Leetcode 234,680 @ Java－CONY的世界

234. Palindrome Linked List

Given a singly linked list, determine if it is a palindrome.

Follow up:
Could you do it in O(n) time and O(1) space?

這題想法主要就是two pointer 去找到midpoint ，然後從那點開始reverse list 後比較

/**
 * Definition for singly-linked list.
 * public class ListNode {
 *     int val;
 *     ListNode next;
 *     ListNode(int x) { val = x; }
 * }
 */
class Solution {
    public boolean isPalindrome(ListNode head) {
        if(head == null) return true;
        ListNode fast = head.next, slow = head;
        while(fast != null) {
            fast = (fast.next != null)?fast.next.next:fast.next;
            slow = slow.next;
        }
        slow = reverseList(slow);
        fast = head;
        while(slow != null) {
            if(slow.val != fast.val)    return false;
            else{
                slow = slow.next;
                fast = fast.next;
            }            
        }
        return true;            
    }
    public ListNode reverseList(ListNode root) {
        ListNode prev = null, cur = root;
        while(cur != null){
            ListNode temp = cur.next;
            cur.next = prev;               
            prev = cur;
            cur = temp;
        }    
        return prev;
    }
}

680. Valid Palindrome II

Given a non-empty string s, you may delete at most one character. Judge whether you can make it a palindrome.

- **所给记录**:
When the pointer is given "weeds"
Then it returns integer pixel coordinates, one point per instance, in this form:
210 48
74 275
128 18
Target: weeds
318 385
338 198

- **练习题组**:
**1)** 请打印引用文本中介于“Given a singly”与“for singly-linked list.”之间的部分，首尾两处都包括在内，一字不改。
**2)** 把所给的全部记录逐行原样输出。
引用文本与记录互不相关。

- **各题输出**:
**1)**
Given a singly linked list, determine if it is a palindrome.

Follow up:
Could you do it in O(n) time and O(1) space?

這題想法主要就是two pointer 去找到midpoint ，然後從那點開始reverse list 後比較

/**
 * Definition for singly-linked list.

**2)**
When the pointer is given "weeds"
Then it returns integer pixel coordinates, one point per instance, in this form:
210 48
74 275
128 18
Target: weeds
318 385
338 198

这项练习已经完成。